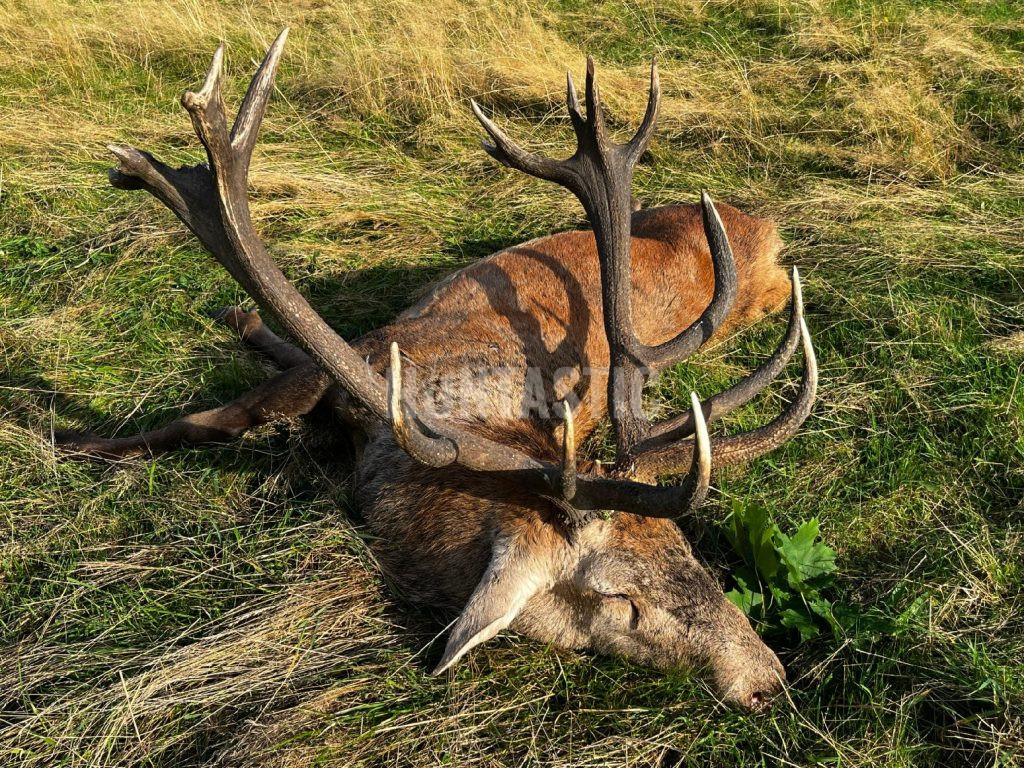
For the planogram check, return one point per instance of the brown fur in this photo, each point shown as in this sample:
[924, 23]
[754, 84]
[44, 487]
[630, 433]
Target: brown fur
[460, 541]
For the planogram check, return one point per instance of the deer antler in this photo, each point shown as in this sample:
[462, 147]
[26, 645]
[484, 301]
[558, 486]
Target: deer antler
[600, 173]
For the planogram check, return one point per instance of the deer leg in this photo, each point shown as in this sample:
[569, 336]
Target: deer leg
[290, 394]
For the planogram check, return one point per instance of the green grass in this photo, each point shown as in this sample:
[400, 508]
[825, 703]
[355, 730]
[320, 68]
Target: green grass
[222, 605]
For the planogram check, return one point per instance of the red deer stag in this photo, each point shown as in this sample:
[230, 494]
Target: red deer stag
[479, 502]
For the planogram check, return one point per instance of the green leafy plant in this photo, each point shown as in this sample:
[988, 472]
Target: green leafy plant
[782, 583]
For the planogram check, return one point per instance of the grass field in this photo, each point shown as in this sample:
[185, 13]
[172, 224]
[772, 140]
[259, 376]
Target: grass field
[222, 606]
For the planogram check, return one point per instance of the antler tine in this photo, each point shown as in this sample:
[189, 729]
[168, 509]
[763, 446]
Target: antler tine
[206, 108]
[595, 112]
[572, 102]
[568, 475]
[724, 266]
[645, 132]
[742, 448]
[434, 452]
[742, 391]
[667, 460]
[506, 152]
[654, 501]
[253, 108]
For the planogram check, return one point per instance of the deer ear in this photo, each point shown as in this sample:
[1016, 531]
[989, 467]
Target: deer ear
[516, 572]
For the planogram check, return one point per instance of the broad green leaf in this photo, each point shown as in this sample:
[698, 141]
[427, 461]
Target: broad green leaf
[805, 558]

---

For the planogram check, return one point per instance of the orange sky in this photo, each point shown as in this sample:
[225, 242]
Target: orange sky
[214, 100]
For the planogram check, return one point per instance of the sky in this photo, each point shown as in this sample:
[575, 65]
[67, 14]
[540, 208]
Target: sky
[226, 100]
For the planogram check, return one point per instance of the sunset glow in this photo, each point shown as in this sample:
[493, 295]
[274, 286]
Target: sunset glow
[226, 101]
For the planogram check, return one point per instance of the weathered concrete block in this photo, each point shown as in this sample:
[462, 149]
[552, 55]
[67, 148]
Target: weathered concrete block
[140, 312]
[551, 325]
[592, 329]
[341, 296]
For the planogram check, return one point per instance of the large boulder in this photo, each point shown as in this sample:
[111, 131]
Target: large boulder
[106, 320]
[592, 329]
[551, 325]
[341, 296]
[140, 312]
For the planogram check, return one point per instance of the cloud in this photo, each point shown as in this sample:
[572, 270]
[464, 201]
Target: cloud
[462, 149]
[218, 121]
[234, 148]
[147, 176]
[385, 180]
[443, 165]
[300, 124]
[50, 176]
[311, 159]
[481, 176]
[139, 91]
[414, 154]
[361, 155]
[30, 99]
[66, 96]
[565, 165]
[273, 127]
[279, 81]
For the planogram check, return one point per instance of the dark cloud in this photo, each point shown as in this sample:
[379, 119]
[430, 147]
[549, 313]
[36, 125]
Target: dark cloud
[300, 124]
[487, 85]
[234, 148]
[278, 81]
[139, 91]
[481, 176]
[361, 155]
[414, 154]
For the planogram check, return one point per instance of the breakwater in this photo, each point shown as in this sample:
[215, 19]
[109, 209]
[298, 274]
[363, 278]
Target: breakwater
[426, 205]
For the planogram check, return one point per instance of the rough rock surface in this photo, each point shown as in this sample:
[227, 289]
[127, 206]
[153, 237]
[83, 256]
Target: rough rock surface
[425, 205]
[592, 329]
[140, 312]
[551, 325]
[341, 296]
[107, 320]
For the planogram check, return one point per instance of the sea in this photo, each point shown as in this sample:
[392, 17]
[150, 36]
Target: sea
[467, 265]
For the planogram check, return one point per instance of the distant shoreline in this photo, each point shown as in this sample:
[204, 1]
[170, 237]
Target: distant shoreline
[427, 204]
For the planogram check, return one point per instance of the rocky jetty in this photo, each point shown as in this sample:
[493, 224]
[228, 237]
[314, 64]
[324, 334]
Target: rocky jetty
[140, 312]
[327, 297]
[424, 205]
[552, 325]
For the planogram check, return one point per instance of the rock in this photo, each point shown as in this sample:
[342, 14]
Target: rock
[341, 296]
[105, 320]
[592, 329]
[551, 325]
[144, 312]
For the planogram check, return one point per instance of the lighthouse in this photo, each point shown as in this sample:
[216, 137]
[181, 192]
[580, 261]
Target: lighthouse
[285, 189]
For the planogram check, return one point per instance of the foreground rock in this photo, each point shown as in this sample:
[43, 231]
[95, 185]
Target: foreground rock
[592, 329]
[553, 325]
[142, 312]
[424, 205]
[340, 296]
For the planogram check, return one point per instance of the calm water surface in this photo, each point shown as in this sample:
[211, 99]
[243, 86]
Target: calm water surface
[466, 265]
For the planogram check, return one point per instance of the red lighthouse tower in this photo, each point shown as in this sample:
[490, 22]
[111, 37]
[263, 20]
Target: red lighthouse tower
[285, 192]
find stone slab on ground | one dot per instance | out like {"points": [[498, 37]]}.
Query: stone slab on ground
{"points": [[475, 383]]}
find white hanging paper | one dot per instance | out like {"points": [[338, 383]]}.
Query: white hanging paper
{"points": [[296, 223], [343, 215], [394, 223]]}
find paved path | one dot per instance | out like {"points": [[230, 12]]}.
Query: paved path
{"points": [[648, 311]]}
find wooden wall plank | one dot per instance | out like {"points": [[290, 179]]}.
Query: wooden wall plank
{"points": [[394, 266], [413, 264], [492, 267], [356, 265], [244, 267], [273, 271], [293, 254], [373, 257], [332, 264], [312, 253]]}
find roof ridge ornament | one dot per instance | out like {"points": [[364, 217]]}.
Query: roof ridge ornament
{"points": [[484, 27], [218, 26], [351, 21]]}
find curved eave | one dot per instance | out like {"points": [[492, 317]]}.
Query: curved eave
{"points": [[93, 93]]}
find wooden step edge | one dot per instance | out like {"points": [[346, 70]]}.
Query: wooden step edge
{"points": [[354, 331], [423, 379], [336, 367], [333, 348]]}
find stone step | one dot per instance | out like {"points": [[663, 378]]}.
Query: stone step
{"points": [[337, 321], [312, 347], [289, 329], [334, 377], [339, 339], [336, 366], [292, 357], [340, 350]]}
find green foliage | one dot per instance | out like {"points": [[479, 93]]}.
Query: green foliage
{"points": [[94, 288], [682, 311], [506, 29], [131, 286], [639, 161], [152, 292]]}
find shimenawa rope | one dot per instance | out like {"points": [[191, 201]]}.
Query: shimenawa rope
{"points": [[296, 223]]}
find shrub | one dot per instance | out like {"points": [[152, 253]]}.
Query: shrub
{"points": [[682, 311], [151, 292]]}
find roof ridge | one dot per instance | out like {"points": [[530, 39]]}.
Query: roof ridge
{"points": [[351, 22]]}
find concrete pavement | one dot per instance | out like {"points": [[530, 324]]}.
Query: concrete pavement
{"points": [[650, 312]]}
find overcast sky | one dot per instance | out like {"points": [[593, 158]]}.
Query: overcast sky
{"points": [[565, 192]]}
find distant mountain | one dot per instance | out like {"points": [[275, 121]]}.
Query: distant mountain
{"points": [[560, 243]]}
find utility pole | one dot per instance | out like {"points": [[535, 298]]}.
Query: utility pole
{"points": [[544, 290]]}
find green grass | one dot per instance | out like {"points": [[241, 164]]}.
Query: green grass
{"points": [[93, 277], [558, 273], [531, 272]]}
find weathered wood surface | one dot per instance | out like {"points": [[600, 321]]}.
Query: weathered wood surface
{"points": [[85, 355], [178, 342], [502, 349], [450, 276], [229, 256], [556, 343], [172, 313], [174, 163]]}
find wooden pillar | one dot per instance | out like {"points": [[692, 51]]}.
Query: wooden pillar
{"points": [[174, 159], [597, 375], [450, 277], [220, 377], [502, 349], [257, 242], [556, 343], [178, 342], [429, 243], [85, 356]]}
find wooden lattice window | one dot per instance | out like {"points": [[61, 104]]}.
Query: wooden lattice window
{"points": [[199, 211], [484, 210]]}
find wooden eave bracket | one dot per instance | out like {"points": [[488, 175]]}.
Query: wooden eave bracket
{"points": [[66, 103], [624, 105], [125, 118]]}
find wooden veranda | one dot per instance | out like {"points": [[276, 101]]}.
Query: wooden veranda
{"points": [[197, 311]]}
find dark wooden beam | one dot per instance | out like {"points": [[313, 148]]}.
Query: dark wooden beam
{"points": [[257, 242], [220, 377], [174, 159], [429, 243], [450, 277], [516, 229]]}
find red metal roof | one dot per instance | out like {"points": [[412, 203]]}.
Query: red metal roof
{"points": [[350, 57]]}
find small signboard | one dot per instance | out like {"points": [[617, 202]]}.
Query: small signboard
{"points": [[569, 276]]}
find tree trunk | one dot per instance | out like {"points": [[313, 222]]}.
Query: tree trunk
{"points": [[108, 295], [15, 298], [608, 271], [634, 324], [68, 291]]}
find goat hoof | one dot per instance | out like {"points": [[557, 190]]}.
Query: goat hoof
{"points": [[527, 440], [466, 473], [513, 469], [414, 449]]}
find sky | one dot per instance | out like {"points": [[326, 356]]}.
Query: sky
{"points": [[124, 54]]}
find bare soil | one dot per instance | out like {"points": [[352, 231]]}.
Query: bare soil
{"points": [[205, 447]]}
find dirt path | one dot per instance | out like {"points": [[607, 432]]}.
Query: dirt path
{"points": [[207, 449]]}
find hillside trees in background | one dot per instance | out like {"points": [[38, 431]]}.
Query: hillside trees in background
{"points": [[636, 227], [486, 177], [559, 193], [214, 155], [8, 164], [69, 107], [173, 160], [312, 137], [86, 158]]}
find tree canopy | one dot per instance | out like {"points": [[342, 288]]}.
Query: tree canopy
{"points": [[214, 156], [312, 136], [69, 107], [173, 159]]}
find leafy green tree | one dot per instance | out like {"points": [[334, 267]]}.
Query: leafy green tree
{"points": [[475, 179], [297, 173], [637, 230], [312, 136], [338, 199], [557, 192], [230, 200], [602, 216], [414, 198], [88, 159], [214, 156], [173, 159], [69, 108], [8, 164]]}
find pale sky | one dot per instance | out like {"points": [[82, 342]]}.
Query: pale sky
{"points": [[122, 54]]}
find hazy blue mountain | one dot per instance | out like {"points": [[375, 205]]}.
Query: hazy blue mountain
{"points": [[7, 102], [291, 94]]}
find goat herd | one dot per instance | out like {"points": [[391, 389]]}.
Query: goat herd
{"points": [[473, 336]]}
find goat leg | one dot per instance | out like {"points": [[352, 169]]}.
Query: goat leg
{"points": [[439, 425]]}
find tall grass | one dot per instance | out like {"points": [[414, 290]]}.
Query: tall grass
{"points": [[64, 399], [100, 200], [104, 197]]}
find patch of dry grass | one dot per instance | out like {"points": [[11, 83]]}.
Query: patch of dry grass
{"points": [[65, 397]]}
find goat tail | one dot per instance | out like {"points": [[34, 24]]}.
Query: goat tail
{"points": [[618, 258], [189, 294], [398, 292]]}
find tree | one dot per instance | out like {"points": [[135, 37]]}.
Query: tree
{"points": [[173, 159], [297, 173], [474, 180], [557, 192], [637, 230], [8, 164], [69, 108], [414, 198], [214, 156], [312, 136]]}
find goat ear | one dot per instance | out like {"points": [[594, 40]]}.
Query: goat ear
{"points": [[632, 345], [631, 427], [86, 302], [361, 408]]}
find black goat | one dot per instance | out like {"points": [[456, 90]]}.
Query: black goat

- Problem details:
Copy each line in the entries above where the word "black" shows up.

- Result:
find black goat | one dot per instance | out like {"points": [[456, 90]]}.
Query: black goat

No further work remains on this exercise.